> Page extract:
Canada finds no high-risk bird flu in suspect flock
Source: Reuters
By David Ljunggren and Marcy Nicholson
OTTAWA/WINNIPEG, June 20 (Reuters) - A backyard flock of geese, ducks and chickens in Eastern Canada was not infected with the highly pathogenic H5N1 bird flu strain, officials said on Tuesday, dismissing fears that the strain might have arrived in North America for the first time.
The fears had been aroused after a gosling in the small flock in Prince Edward Island died, and a lab in Eastern Canada examined it and found evidence of H5 avian flu.
But the officials said on Tuesday that Canada's national laboratory in Winnipeg, Manitoba, had not been able to reproduce the virus found by the Eastern lab.
The officials told a conference call announcing their test results that there was no risk to people, to other animals, or to the environment.
"It may have been H5N1 but it wouldn't have been the H5N1 that we have concerns about, in other words the Asian strain," said Dr. Jim Clark, veterinarian for the Canadian Food Inspection Agency.
The highly pathogenic H5N1 avian flu virus only occasionally infects people, but when it does, the fatality rate is high. It has killed 130 people in nine countries, and is also marked by a high mortality rate in birds.
Clark said the highly pathogenic virus has a relatively long life span, and would have survived the journey to the Winnipeg lab.
He said the bird probably had a low pathogen virus, but its cause of death remains a "matter of conjecture".

> Data for analysis:
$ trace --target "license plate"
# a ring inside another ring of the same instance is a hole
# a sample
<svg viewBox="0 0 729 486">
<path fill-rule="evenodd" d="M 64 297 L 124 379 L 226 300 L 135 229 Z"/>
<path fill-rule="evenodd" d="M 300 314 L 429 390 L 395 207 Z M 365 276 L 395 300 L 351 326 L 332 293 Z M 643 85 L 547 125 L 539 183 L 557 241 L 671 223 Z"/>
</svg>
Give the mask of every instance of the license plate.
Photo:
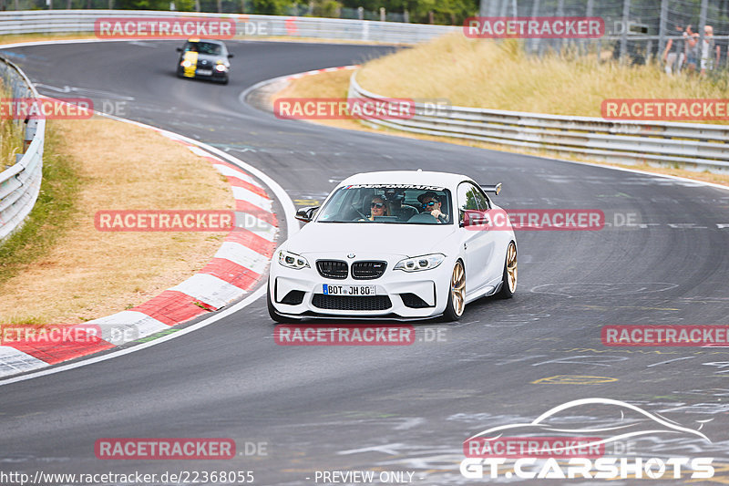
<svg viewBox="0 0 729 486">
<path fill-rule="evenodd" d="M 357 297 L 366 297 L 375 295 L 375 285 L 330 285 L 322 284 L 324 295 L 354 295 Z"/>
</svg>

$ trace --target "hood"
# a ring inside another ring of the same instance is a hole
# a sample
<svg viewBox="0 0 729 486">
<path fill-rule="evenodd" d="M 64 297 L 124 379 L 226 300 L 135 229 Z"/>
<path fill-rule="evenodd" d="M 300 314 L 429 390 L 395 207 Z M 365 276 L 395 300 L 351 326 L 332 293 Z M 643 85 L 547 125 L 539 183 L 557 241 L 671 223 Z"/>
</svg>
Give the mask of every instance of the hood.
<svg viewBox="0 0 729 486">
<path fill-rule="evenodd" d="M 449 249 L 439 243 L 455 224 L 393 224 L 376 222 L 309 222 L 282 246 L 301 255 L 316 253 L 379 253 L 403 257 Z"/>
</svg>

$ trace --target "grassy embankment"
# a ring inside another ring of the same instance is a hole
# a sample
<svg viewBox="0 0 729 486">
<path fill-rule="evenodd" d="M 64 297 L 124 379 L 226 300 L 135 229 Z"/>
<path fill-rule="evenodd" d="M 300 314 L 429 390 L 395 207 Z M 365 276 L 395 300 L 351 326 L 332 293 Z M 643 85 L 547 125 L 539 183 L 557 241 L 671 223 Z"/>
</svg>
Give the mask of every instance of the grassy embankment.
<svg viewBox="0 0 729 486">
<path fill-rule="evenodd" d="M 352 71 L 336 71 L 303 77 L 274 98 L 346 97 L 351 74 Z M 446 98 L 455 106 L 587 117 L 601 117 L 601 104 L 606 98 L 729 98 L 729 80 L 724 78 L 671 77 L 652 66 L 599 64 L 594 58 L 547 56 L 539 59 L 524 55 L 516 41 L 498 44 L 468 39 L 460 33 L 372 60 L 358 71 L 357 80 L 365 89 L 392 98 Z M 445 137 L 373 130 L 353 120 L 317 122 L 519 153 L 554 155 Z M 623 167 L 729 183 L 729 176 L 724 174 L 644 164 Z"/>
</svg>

...

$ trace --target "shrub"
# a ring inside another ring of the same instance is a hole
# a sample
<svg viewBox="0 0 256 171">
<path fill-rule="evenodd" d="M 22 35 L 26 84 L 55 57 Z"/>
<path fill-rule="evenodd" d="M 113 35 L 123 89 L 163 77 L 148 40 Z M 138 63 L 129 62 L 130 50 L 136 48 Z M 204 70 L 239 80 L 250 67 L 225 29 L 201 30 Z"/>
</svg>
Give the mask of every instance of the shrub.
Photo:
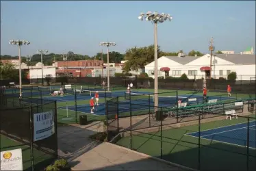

> Exercise: Please repeat the bird flu article word for word, beginning at the words "But the officials" and stopping after "the Eastern lab.". The entries have nothing to do with the bird flu article.

> Answer to the problem:
But the officials said on Tuesday that Canada's national laboratory in Winnipeg, Manitoba, had not been able to reproduce the virus found by the Eastern lab.